Data items:
------------------------------

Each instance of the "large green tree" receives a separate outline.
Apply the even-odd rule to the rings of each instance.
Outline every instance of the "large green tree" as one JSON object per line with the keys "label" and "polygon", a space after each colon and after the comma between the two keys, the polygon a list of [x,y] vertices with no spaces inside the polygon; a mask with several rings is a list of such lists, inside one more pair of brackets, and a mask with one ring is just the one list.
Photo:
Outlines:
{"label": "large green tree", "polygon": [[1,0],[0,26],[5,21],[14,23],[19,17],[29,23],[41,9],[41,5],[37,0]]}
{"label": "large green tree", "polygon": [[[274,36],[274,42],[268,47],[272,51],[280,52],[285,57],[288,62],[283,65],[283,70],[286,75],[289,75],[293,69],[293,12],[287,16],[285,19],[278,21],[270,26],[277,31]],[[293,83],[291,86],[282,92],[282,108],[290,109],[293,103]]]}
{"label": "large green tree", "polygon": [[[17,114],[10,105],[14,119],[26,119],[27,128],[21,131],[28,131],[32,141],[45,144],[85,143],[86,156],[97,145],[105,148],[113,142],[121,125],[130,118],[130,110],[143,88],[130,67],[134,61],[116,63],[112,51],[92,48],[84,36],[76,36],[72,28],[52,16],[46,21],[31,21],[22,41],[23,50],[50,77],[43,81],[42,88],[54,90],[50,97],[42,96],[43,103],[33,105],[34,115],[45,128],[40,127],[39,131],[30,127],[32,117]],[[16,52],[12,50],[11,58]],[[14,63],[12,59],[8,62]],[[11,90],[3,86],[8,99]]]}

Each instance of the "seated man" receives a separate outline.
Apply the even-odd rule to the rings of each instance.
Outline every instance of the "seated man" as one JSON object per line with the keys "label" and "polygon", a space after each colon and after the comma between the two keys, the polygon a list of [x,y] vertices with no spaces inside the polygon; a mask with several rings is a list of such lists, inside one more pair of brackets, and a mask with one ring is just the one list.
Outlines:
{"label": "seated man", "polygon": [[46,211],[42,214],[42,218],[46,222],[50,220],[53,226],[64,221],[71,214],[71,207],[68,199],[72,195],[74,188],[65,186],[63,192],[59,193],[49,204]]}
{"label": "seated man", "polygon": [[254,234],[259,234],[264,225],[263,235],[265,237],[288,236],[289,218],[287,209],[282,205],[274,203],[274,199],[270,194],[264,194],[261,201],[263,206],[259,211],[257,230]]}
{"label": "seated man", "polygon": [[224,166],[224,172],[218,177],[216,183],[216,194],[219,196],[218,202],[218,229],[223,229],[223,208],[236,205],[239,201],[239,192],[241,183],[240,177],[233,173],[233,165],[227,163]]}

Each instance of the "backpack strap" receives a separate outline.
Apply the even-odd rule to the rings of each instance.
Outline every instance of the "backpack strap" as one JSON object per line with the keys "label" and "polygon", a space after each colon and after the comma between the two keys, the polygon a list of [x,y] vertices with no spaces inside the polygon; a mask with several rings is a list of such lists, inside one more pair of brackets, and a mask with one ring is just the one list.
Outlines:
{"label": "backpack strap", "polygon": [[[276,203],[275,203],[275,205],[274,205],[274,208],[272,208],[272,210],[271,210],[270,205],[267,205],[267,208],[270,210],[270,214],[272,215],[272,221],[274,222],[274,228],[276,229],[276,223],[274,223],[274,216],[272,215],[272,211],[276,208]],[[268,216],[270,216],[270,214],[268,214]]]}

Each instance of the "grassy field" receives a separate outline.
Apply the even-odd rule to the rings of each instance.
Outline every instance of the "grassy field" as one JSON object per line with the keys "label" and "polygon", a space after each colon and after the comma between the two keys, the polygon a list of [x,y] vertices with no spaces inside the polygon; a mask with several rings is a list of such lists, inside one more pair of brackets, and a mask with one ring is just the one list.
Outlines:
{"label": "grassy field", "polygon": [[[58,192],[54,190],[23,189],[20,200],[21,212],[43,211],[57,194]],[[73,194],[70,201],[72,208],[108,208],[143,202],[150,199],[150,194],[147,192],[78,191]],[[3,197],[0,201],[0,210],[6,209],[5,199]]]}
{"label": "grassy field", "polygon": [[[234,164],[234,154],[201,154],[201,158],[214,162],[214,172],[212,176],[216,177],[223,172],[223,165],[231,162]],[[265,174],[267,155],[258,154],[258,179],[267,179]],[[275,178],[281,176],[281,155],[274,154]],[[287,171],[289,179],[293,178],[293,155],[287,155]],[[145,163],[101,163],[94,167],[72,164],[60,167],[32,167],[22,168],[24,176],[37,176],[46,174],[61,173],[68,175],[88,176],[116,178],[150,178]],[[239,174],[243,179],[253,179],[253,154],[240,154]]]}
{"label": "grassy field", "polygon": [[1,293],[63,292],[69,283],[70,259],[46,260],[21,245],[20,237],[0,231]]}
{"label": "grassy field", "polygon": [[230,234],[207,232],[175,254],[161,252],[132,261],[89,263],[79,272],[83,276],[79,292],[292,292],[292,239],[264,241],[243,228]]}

------------------------------

Stated problem
Extract, word for word, each line of the listing above.

Solution to the exercise
Each instance of the "large green tree" receives a separate outline.
Apply the even-odd rule to the rings of each instance.
Outline every instance of the "large green tree" as one JSON object per line with the keys "label" and "polygon", a space after each colon and after the comma between the two keys, the polygon a list of [x,y] vertices with no spaces inside the polygon; a mask with several rings is a list of such lists, inside one more pair of brackets, and a mask with one ring is just the one list.
Photo:
Outlines:
{"label": "large green tree", "polygon": [[1,0],[0,26],[5,21],[14,23],[19,17],[29,23],[41,9],[41,5],[37,0]]}
{"label": "large green tree", "polygon": [[[274,36],[274,42],[268,47],[272,51],[280,52],[285,57],[288,62],[283,65],[283,70],[286,75],[289,75],[293,69],[293,12],[287,16],[285,19],[278,21],[270,26],[277,31]],[[293,83],[291,86],[282,92],[282,108],[290,109],[293,103]]]}
{"label": "large green tree", "polygon": [[[17,114],[10,105],[14,119],[26,119],[27,128],[21,131],[28,131],[32,141],[45,144],[85,143],[86,156],[97,145],[105,148],[113,142],[121,125],[130,118],[130,110],[143,88],[130,67],[134,61],[116,63],[112,51],[92,48],[84,36],[76,36],[72,28],[52,16],[46,21],[31,21],[22,41],[23,50],[50,77],[43,81],[42,88],[54,90],[50,97],[42,96],[43,103],[33,105],[34,115],[45,128],[40,127],[39,131],[30,127],[32,117]],[[16,52],[12,50],[11,58]],[[14,63],[12,59],[8,62]],[[11,90],[3,86],[8,99]]]}

Each instance of the "seated man" receives a separate outline.
Apply the even-odd rule to the rings of each instance.
Outline every instance of the "seated man" as one JSON object per line with the keys "label" and "polygon", a space after each colon and after the comma between the two keys, the polygon a list of [x,y] vertices with no spaces inside the polygon; a mask with several rings is a list of such lists, inside one more pair of brackets, and a mask with one ring is just the one list.
Outlines:
{"label": "seated man", "polygon": [[46,211],[42,214],[42,218],[46,222],[50,220],[53,226],[64,221],[71,214],[71,207],[68,199],[72,195],[74,188],[65,186],[63,192],[59,193],[49,204]]}
{"label": "seated man", "polygon": [[254,234],[259,234],[264,225],[263,235],[265,237],[288,236],[289,218],[287,209],[282,205],[274,203],[274,199],[270,194],[264,194],[261,201],[263,206],[259,211],[257,230]]}
{"label": "seated man", "polygon": [[224,166],[224,172],[218,177],[216,183],[216,194],[219,196],[218,202],[218,229],[223,229],[223,208],[236,205],[239,201],[239,192],[241,183],[240,177],[233,173],[233,165],[227,163]]}

Each instance of the "backpack strap" receives a separate outline.
Apply the even-odd rule to the rings of each instance.
Outline every instance of the "backpack strap" as one JSON object per line with the keys "label" and "polygon", a space after each colon and after the comma between the two keys, the polygon a list of [x,y] vertices with no spaces inside the polygon; a mask with several rings is a list of such lists, inside one more pair of brackets, and a mask with one ring is just the one list.
Outlines:
{"label": "backpack strap", "polygon": [[[276,203],[275,203],[275,205],[274,205],[274,208],[272,208],[272,210],[271,210],[270,205],[267,205],[267,208],[270,210],[270,214],[272,215],[272,221],[274,222],[274,228],[276,229],[276,223],[274,223],[274,216],[272,215],[272,211],[276,208]],[[268,216],[270,216],[270,214],[268,214]]]}

Each instance of the "grassy field" receives a separate outline.
Apply the even-odd rule to the rings of each instance.
Outline every instance of the "grassy field" as one JSON object per line with the keys "label" and "polygon", a space after each colon and after the comma between the two keys, the polygon a list of [x,y] vertices with no spaces inside the polygon; a mask with several rings is a list of such lists, inside one more pair of brackets, and a mask with one ring is just the one list.
Outlines:
{"label": "grassy field", "polygon": [[[58,192],[54,190],[23,189],[20,200],[21,212],[43,211],[57,194]],[[73,194],[70,201],[72,208],[108,208],[143,202],[150,199],[150,194],[147,192],[78,191]],[[3,197],[0,201],[0,210],[6,209],[5,199]]]}
{"label": "grassy field", "polygon": [[[234,164],[234,154],[201,154],[201,158],[214,162],[214,172],[212,176],[216,177],[223,172],[223,165],[231,162]],[[265,174],[267,155],[258,154],[258,179],[267,179]],[[275,178],[281,176],[281,155],[274,154]],[[287,171],[289,179],[293,178],[293,155],[287,155]],[[145,163],[101,163],[94,167],[72,164],[60,167],[32,167],[22,168],[24,176],[37,176],[46,174],[61,173],[68,175],[88,176],[116,178],[150,178]],[[239,174],[243,179],[253,179],[253,154],[240,154]]]}
{"label": "grassy field", "polygon": [[1,293],[63,292],[69,283],[70,259],[46,260],[21,245],[20,237],[0,231]]}
{"label": "grassy field", "polygon": [[230,234],[207,232],[175,254],[161,252],[132,261],[89,263],[79,272],[83,276],[79,292],[292,292],[292,239],[264,241],[243,228]]}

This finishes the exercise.